▶ **Trecho da página**:
§ §
Introdução
Angina refratária (AR) é uma condição desafiadora e debilitante, na presença de isquemia miocárdica, não controlada após combinação de antianginosos e procedimentos de revascularização. Entre os fenótipos de AR, há a angina na ausência de doença coronariana obstrutiva (ANOCA). As fístulas das artérias coronárias (FACs), geralmente congênitas, são raras conexões entre coronárias e câmaras cardíacas ou vasos. 3% das FACs drenam no ventrículo esquerdo, podendo levar ao fenômeno de “roubo” do fluxo miocárdico e ao aparecimento de angina na forma de ANOCA. Relatamos caso de síndrome coronariana crônica (SCC) sintomática e FAC.
Relato de caso
Mulher de 85 anos com SCC obstrutiva já submetida a duas angioplastias foi encaminhada a hospital terciário devido à progressão de angina, chegando à classe funcional 3 e necessidade frequente de nitrato de ação rápida para alívio, apesar do uso de três antianginosos e duplo-produto controlado. A cintilografia de perfusão miocárdica sob estresse mostrou hipocaptação reversível nas paredes lateral, inferolateral e inferior do ventrículo esquerdo. Realizada, então, coronariografia que revelou ausência de obstruções. Entretanto, identificou-se FAC para o ventrículo esquerdo em localização compatível ao território isquêmico. Optou-se pela associação do 4o antianginoso. Após 3 meses, houve melhora do limiar e intensidade de angina (classe funcional 2) e redução do consumo de nitrato. Em nova cintilografia, observou-se normalização da captação do radiofármaco.
§ §
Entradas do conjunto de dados
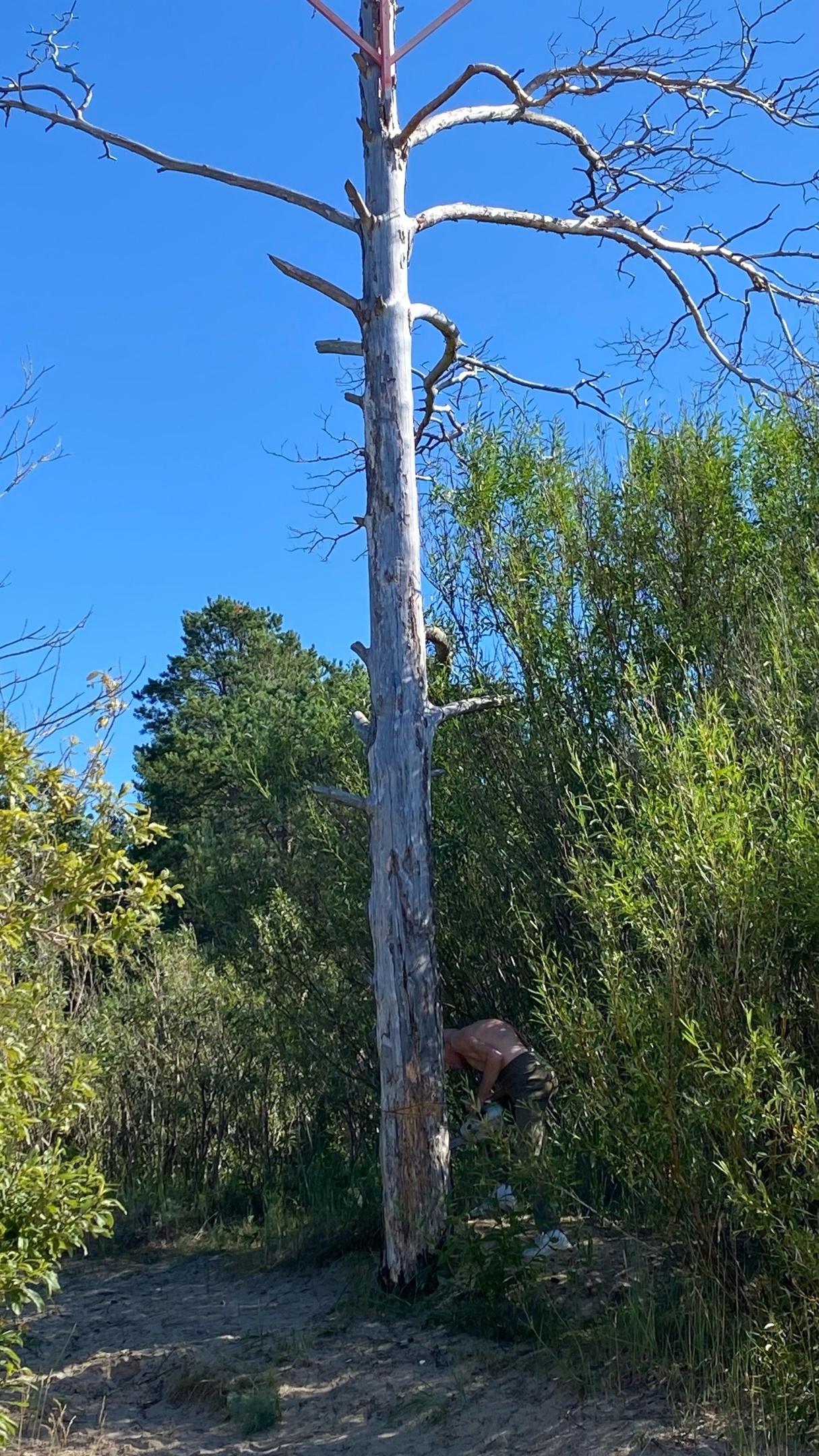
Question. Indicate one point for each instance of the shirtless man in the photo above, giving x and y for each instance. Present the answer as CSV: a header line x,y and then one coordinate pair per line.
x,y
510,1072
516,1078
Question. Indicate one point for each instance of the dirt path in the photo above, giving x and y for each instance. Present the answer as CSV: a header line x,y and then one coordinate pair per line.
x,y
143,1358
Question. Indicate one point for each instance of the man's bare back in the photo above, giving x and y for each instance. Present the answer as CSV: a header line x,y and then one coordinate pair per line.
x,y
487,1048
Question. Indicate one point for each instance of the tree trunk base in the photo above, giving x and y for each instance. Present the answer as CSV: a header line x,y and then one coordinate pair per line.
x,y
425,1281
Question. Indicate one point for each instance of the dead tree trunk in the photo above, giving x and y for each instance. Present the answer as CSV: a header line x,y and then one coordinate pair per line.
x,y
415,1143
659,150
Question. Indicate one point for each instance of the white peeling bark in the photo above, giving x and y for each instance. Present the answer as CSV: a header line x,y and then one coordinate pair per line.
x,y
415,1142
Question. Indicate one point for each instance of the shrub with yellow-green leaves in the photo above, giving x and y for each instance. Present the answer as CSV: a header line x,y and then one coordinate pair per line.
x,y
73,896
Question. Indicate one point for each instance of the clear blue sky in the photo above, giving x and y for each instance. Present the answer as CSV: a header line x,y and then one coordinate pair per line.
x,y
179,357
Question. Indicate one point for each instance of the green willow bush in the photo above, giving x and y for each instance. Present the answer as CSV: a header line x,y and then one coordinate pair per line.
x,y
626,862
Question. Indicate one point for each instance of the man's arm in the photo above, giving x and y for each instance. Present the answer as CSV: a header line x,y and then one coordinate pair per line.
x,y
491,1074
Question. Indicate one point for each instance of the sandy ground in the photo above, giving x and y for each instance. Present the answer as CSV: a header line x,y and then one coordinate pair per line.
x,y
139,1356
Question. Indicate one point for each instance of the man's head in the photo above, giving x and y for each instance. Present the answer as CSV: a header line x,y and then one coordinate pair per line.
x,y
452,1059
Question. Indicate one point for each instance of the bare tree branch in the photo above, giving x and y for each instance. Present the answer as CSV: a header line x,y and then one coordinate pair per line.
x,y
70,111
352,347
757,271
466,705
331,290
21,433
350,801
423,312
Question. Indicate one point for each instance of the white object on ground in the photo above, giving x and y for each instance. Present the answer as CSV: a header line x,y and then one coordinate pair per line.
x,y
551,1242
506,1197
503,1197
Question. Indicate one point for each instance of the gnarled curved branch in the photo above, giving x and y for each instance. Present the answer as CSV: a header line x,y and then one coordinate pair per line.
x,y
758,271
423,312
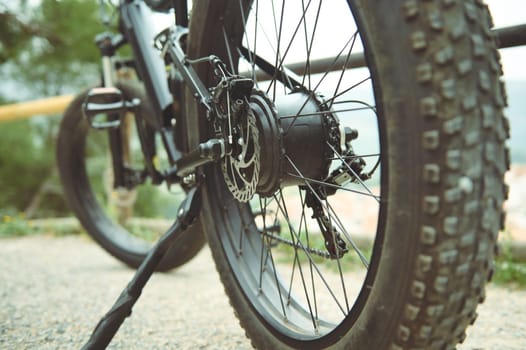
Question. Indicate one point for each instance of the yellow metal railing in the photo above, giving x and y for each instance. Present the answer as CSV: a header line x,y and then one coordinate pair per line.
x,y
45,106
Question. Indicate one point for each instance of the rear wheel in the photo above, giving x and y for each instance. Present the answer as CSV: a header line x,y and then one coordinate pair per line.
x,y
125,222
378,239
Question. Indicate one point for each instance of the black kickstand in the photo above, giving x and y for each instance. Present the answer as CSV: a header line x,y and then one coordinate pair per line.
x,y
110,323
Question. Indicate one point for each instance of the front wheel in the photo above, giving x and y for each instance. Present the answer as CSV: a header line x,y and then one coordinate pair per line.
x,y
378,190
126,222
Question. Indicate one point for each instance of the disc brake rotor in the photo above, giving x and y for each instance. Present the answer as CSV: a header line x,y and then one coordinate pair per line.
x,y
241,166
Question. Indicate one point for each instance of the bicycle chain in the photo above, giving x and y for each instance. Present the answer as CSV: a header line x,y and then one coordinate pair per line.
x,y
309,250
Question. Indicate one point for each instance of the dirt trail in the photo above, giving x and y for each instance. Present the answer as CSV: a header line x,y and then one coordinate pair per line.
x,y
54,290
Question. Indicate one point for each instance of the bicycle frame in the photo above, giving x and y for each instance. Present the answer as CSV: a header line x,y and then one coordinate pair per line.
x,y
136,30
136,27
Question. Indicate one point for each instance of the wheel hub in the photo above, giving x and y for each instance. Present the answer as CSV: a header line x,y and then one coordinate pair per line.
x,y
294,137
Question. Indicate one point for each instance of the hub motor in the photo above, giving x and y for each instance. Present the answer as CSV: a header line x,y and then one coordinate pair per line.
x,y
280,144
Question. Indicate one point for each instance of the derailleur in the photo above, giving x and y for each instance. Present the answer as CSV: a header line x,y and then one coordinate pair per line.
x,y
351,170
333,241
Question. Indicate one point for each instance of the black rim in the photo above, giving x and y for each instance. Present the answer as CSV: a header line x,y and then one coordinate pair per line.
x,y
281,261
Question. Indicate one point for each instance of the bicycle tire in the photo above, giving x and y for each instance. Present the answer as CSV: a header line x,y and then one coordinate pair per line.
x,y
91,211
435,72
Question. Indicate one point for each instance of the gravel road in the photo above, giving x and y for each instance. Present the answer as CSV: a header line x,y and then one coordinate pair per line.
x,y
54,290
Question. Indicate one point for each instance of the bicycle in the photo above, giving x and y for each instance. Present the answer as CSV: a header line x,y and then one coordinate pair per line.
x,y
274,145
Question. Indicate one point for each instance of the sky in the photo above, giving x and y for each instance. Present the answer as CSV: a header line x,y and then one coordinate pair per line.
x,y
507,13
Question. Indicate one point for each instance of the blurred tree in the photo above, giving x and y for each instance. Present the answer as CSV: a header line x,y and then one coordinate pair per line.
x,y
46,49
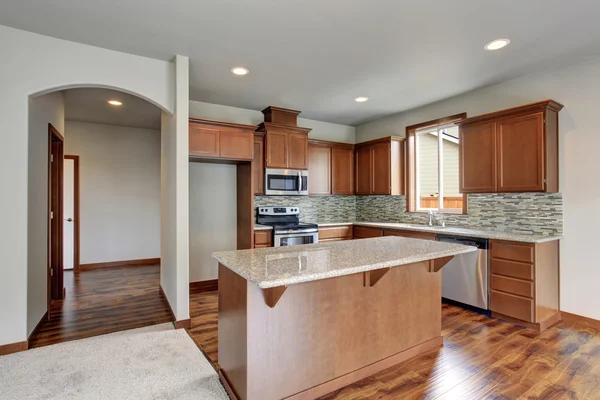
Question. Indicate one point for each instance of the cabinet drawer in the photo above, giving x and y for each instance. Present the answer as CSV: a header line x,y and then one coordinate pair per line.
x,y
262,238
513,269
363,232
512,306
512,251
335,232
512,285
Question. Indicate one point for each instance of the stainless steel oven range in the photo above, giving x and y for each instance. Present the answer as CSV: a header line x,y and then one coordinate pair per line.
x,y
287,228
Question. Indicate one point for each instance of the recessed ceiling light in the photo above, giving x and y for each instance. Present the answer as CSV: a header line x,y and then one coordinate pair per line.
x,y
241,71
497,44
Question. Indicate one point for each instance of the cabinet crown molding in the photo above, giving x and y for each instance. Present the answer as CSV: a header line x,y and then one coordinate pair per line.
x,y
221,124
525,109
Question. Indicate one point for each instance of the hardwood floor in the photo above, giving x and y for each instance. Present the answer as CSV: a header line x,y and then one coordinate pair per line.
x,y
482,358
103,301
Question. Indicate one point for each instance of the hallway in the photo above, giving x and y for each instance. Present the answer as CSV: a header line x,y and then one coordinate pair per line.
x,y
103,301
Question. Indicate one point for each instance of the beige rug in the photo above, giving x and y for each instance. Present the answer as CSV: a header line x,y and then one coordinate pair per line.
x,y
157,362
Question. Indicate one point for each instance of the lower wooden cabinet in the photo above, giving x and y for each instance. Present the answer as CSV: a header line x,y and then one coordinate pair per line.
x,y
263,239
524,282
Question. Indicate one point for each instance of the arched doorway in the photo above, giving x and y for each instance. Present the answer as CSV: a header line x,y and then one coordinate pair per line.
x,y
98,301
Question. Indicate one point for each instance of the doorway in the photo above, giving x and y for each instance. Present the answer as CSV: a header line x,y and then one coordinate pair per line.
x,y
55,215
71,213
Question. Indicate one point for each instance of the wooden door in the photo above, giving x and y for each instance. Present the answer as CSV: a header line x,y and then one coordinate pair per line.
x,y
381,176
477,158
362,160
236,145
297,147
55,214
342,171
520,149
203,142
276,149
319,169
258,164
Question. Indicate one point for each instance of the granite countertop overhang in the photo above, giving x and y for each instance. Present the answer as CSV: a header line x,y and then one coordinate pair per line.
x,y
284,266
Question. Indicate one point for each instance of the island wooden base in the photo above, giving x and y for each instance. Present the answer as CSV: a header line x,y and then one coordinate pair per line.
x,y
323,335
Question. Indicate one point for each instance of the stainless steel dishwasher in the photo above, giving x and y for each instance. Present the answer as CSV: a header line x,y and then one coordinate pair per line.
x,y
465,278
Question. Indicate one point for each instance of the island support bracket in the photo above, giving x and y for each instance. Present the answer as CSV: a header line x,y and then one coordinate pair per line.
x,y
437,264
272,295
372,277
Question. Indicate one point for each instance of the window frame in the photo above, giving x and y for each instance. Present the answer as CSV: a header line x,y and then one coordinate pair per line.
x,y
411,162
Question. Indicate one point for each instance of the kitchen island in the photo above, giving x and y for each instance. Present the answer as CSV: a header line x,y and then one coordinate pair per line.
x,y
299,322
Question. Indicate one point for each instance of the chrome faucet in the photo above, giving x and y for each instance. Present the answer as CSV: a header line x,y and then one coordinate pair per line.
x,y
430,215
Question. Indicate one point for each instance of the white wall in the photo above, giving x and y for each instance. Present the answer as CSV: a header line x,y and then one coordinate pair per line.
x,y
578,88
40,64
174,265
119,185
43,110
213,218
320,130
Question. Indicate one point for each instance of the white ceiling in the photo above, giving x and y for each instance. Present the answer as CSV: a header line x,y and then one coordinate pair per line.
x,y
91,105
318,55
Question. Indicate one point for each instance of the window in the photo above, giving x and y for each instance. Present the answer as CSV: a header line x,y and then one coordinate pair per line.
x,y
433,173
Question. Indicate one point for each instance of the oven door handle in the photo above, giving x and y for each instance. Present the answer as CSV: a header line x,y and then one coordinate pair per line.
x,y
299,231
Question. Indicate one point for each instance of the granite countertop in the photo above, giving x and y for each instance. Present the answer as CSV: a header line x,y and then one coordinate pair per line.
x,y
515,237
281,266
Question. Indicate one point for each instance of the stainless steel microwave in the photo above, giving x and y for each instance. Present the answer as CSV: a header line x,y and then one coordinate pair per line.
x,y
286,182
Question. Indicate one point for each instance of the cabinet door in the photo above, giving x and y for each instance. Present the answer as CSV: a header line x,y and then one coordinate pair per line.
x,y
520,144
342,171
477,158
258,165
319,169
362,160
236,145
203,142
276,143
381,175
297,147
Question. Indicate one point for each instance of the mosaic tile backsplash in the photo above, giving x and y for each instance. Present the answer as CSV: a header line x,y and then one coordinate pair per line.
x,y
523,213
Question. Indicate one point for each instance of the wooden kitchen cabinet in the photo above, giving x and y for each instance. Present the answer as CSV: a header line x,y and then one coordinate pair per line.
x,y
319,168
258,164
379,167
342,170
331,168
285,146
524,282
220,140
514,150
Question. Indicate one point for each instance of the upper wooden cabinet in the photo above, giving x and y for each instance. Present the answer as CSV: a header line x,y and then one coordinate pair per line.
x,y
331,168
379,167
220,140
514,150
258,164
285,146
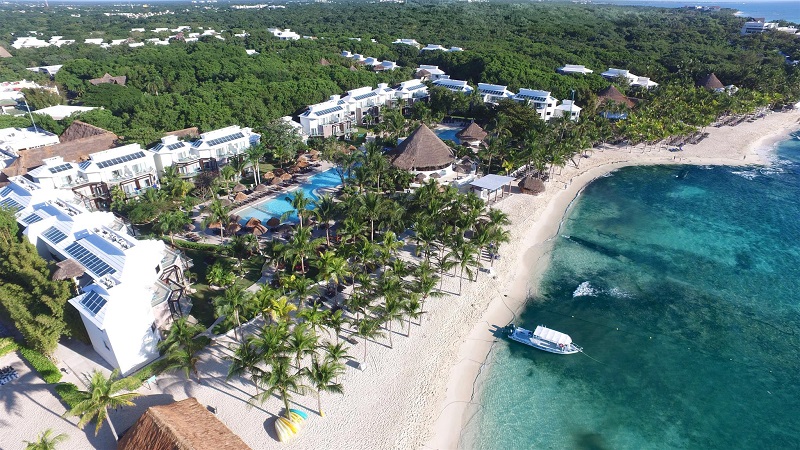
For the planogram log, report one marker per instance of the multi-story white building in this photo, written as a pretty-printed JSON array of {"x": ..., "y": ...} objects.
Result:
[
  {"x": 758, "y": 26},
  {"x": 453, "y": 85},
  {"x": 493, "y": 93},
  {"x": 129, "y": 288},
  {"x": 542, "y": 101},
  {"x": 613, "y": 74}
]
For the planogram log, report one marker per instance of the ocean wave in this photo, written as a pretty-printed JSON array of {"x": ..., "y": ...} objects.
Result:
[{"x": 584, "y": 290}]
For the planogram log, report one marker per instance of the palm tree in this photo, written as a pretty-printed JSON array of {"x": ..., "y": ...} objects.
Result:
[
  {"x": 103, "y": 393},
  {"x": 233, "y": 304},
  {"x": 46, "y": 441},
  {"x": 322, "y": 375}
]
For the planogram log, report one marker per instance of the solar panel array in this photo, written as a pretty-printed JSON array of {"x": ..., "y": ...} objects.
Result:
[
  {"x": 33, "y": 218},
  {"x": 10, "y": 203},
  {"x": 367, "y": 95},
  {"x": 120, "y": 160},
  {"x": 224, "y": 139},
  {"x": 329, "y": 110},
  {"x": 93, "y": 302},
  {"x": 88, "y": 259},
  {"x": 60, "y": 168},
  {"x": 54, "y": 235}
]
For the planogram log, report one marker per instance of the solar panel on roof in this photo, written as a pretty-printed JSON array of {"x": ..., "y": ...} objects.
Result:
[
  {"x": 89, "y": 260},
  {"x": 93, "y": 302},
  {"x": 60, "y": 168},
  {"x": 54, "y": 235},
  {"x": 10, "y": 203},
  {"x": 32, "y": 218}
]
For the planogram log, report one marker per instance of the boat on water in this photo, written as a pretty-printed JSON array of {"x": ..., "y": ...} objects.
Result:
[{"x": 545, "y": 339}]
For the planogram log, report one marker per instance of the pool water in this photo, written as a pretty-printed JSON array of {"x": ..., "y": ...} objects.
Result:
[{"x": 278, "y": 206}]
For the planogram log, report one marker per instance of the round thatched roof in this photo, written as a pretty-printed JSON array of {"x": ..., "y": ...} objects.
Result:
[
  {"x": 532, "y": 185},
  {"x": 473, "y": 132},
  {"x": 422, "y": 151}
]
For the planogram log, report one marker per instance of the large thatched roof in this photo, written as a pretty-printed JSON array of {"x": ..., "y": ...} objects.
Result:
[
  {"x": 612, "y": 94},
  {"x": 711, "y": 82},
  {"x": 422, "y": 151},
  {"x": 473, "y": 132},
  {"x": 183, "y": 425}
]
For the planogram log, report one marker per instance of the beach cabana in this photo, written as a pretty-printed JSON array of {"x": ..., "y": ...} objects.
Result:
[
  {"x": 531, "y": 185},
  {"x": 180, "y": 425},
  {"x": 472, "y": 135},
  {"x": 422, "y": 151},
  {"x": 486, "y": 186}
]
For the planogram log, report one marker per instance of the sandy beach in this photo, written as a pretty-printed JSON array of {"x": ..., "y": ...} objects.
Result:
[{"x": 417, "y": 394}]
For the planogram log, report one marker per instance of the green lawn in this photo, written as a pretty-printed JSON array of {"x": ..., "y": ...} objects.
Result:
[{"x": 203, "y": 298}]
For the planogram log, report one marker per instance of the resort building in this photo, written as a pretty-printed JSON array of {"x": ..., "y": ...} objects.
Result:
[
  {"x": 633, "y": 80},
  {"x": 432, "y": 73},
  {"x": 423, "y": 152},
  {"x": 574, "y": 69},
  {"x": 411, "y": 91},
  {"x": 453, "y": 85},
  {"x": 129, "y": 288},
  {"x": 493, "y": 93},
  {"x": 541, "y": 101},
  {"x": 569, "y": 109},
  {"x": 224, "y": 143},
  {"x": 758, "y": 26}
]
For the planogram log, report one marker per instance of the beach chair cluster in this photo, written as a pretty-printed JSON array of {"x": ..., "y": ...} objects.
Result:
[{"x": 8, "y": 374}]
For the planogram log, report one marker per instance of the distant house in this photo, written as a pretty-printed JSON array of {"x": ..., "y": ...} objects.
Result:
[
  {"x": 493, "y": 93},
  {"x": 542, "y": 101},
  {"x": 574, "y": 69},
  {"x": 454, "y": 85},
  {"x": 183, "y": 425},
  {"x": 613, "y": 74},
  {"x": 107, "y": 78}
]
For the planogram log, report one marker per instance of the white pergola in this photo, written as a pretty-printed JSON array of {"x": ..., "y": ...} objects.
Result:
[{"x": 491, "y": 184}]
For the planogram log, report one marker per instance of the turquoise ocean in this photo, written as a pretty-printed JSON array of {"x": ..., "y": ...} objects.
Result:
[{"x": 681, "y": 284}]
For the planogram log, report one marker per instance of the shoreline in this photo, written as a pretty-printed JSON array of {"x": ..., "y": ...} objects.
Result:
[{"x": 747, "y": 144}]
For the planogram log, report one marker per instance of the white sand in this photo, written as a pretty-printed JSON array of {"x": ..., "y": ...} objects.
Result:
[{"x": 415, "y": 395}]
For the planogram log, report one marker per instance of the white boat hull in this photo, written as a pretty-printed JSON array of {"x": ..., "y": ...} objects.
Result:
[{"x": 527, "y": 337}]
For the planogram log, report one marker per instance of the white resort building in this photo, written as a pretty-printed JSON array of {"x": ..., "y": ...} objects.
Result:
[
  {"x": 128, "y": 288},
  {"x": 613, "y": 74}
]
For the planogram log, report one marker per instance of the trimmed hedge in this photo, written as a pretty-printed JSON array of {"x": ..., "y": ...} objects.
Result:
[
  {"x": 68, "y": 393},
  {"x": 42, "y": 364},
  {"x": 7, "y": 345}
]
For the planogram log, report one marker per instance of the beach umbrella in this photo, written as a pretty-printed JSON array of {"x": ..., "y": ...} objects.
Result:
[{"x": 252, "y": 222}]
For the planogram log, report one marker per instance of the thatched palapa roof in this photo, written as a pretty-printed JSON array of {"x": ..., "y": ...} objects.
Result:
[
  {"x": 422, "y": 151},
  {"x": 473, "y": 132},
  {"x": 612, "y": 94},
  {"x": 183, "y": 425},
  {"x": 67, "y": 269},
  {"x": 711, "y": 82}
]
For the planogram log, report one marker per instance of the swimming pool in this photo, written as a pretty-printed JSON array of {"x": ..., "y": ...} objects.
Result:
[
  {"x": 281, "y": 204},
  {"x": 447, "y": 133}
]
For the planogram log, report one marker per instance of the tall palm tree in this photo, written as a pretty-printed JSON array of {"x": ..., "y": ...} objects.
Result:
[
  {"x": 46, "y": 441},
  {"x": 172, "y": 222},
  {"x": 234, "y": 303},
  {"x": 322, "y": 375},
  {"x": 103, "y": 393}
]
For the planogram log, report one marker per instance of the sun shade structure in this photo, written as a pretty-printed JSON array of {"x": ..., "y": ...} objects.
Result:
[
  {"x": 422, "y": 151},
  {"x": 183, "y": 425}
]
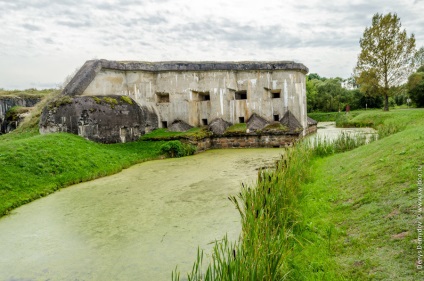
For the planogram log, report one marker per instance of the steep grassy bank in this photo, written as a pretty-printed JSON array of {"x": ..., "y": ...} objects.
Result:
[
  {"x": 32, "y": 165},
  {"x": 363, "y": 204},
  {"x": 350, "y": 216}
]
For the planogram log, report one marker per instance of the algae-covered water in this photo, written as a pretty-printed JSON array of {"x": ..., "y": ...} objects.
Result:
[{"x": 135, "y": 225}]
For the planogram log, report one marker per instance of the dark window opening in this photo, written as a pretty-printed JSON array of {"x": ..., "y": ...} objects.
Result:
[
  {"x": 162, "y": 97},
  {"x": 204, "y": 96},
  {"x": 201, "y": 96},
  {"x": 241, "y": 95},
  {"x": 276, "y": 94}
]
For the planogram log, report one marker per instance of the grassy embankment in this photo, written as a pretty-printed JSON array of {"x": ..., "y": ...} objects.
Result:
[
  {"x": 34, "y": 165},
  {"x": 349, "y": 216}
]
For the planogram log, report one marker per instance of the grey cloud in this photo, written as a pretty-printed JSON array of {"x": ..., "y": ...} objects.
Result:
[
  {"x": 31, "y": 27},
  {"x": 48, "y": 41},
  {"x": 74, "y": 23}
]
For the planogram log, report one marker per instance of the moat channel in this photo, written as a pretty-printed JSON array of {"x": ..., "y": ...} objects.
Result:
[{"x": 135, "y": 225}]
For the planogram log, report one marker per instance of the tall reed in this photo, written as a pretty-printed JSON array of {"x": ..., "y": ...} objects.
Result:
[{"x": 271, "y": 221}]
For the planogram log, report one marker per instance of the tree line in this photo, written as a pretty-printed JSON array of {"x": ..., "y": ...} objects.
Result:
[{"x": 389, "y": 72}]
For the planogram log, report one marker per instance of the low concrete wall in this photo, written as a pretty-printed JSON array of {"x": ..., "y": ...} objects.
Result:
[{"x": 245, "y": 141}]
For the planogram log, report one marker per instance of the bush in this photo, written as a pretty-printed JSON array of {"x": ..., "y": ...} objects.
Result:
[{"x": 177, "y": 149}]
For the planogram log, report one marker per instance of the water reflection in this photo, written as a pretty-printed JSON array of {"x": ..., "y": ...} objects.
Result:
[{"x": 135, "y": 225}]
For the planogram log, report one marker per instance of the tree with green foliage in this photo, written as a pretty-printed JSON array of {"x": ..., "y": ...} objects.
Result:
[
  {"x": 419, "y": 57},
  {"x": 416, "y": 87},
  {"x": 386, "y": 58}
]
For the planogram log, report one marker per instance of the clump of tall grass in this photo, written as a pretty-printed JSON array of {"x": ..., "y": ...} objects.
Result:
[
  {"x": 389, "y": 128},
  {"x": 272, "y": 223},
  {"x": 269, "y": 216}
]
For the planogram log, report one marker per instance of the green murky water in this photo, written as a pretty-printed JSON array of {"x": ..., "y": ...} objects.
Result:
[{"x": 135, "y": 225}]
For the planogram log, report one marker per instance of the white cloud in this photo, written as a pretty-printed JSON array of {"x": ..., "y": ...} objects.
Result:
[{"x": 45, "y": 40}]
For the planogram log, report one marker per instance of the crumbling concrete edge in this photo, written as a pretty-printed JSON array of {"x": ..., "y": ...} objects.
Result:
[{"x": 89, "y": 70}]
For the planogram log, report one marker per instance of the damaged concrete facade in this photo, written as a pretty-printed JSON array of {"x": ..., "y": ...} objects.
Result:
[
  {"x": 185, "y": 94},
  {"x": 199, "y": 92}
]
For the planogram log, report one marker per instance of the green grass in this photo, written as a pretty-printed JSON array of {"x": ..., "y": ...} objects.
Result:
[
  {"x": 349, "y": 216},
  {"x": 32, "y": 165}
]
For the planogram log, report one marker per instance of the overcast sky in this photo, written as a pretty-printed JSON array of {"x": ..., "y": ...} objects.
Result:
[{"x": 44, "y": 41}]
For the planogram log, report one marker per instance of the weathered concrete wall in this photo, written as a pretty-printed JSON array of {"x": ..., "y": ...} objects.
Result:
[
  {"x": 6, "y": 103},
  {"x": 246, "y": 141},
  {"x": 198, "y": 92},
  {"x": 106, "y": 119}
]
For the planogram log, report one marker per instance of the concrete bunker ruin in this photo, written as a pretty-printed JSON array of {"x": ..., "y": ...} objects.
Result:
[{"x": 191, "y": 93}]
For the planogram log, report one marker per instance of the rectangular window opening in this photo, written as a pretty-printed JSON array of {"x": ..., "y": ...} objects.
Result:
§ §
▶ **Tarefa a realizar**:
Reescreva em forma de lista o parágrafo do trecho sobre angina refratária que começa com "Mulher de 85 anos", mantendo seus fatos principais. Os registros não têm relação com o trecho sobre angina refratária.

▶ **Resultado do exercício**:
- Paciente: mulher de 85 anos com SCC obstrutiva, já submetida a duas angioplastias.
- Encaminhamento a hospital terciário: progressão da angina até a classe funcional 3, com necessidade frequente de nitrato de ação rápida, apesar de três antianginosos e duplo-produto controlado.
- Cintilografia de perfusão miocárdica sob estresse: hipocaptação reversível nas paredes lateral, inferolateral e inferior do ventrículo esquerdo.
- Coronariografia: ausência de obstruções, mas com FAC para o ventrículo esquerdo em localização compatível com o território isquêmico.
- Conduta: associação de um quarto antianginoso.
- Após 3 meses: melhora do limiar e da intensidade da angina (classe funcional 2) e redução do consumo de nitrato.
- Nova cintilografia: normalização da captação do radiofármaco.